What is asked
- 1) In the tile array description, rewrite the paragraph beginning "Tiles 12 are assembled onto the base plate 14" as a short bulleted list that keeps its main facts.
- 2) Answer these questions from the tile array description:
(a) Besides ceramic, what could plate 30 be made as?
(b) What serves as the first reference point when the tiles are assembled?
(c) By what means are the tiles secured to base plate 14?
- 3) Pick up the tile array description after its last sentence and continue it in the same style.

Start Article

Although tiles 12 have been described herein as having a metal support 15 
and ceramic plates 30 and 40 mounted thereon, it will be apparent to those 
skilled in the art that tile 12 could be made from a single piece of 
ceramic or other material. Further, plate 30 could be a metal plate with a 
ceramic coating, and plate 40 could be a metal plate or a metal plate 
having a ceramic coating. 
Tiles 12 are assembled onto the base plate 14 using stop 16 as a first 
reference point. The tiles 12 form an interlocking pattern, as shown in 
FIG. 1, and the overlap of the image sensors 20 is controlled by the 
position of the image sensor 20 on the tile 12 and by the outside 
dimensions of the tiles. Stop 18 serves as a second reference point for 
the tiles 12 in array 10. The tiles 12 are secured to base plate 14 by 
means of a soluble adhesive or a mechanical means (not shown). The edge 
connectors 36 are positioned away from the base plate 14 to provide easy 
access for mounting and dismounting the the array 10. As shown in FIG. 1, 
alternate tiles 12 are rotated 180.degree. in plane with respect to the 
remainder of the tiles, and as a result, the edge connectors 36 from 
adjacent tiles 12 extend from opposite sides of the array 10.

End Article
Start Data provided

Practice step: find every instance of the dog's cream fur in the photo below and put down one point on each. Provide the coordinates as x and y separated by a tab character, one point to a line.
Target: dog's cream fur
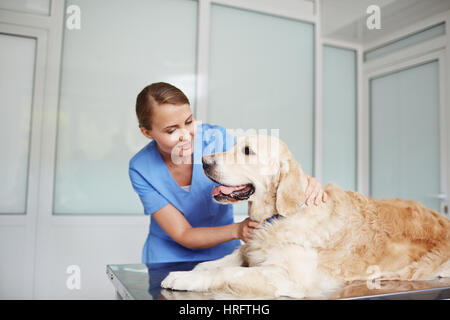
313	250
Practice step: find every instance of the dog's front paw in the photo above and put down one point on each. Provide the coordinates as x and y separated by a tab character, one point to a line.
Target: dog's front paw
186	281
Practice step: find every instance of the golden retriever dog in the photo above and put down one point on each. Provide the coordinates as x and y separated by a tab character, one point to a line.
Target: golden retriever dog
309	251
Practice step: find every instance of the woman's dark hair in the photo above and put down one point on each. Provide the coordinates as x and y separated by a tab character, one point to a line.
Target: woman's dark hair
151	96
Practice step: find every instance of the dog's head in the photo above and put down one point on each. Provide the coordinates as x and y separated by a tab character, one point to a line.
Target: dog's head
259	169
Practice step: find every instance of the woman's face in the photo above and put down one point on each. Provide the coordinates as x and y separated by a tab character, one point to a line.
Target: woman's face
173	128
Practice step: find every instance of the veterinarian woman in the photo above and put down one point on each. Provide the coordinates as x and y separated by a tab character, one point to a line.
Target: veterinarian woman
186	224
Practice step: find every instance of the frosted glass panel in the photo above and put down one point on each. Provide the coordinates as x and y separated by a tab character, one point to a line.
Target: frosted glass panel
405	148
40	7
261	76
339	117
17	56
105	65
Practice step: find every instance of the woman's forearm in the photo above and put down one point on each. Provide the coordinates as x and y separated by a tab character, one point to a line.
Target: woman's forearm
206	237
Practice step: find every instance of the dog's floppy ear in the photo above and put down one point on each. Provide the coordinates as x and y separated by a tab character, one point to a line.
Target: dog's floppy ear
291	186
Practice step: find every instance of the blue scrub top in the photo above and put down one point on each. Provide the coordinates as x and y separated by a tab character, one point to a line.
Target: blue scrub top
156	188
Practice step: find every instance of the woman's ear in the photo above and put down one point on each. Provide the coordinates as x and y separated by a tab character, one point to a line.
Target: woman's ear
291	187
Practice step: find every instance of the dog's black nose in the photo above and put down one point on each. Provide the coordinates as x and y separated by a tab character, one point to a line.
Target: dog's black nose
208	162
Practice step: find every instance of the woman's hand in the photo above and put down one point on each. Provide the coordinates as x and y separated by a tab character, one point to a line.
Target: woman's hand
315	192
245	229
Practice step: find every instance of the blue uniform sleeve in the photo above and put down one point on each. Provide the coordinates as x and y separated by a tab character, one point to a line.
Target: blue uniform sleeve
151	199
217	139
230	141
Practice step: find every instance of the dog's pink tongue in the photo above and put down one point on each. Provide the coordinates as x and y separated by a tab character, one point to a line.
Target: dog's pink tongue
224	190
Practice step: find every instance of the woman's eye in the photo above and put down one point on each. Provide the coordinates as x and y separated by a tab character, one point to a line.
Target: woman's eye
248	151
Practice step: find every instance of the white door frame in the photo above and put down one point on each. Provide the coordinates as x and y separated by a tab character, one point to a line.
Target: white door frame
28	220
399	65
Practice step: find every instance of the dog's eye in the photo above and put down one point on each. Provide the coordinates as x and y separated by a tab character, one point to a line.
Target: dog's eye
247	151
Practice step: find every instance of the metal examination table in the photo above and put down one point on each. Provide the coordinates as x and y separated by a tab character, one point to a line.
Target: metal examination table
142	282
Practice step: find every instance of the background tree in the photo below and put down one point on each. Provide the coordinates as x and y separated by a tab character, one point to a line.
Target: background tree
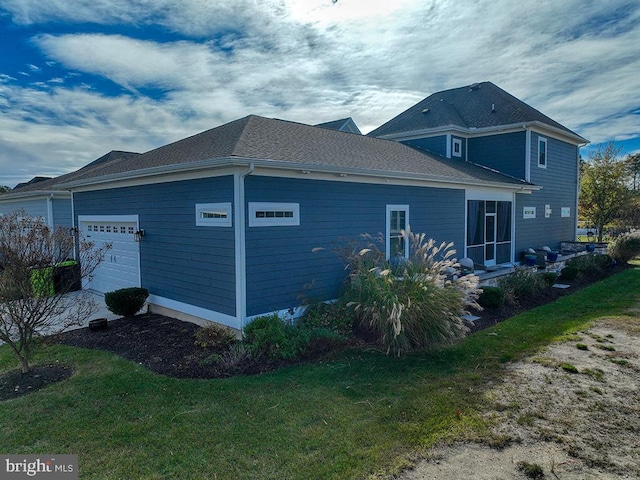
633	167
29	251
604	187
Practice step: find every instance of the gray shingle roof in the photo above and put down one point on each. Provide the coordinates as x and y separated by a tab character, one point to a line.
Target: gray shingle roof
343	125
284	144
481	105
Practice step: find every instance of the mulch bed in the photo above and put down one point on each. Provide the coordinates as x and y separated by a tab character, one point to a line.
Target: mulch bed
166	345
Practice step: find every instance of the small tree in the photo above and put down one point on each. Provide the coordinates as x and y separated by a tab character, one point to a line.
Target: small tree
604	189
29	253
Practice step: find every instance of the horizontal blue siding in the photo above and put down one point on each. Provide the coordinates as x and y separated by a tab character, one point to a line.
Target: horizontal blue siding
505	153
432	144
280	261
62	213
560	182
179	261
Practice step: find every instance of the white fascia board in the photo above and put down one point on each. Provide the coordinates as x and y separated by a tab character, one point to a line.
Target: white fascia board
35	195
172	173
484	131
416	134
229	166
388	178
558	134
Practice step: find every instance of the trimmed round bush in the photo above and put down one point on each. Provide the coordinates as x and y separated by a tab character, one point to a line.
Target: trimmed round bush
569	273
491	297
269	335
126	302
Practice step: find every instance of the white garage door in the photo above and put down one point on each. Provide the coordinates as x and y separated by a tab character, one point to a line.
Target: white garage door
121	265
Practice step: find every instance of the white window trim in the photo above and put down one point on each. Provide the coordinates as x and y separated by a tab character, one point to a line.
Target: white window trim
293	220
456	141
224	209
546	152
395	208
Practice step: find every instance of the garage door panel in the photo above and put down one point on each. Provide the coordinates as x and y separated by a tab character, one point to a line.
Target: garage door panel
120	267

End Data provided

Responses by task
- 1)
- Tiles 12 are assembled onto base plate 14, with stop 16 as the first reference point and stop 18 as the second.
- The tiles form an interlocking pattern (FIG. 1).
- Image sensor overlap depends on each sensor's position on its tile and on the tiles' outside dimensions.
- Tiles are secured to the base plate with a soluble adhesive or by mechanical means.
- Edge connectors 36 face away from the base plate for easy mounting and dismounting of the array.
- Alternate tiles are rotated 180 degrees in plane, so edge connectors from adjacent tiles extend from opposite sides of the array.

- 2)
(a) A metal plate with a ceramic coating.
(b) Stop 16.
(c) A soluble adhesive or a mechanical means.

- 3)
Transparent cover 22 is mounted over the image sensors 20 to provide 
protection for the image sensors from dust and debris and to keep the 
delicate wire bonds from being damaged. Cover 22 can be made from glass, 
quartz, or other transparent material. The cover 22 is mounted on a 
supporting spacer 42. The spacer 42 is made from aluminum and has a black 
anodized surface which prevents the scattering of light and helps to 
electrically insulate the spacer 42. Spacer 42 is cemented to tiles 12 by 
a silicon resin, and the cover 22 is attached to the top of the spacer 42, 
using a u.v. curable resin. 
The present invention can be used for both monochrome and color arrays. In 
one exemplary device, the array is approximately 10 inches (25.4 cm) long 
and is used to scan a page-sized document without the use of 
demagnification optics. Array 10 can be made without exposing the image 
sensor 20 to temperatures in excess of 100.degree. C., and thus, the 
invention is particularly suitable for use in making color arrays which 
can be damaged by high process temperatures. 
The invention has been described in detail with particular reference to a 
preferred embodiment thereof, but it will be understood that variations 
and modifications can be effected within the spirit and scope of the 
invention.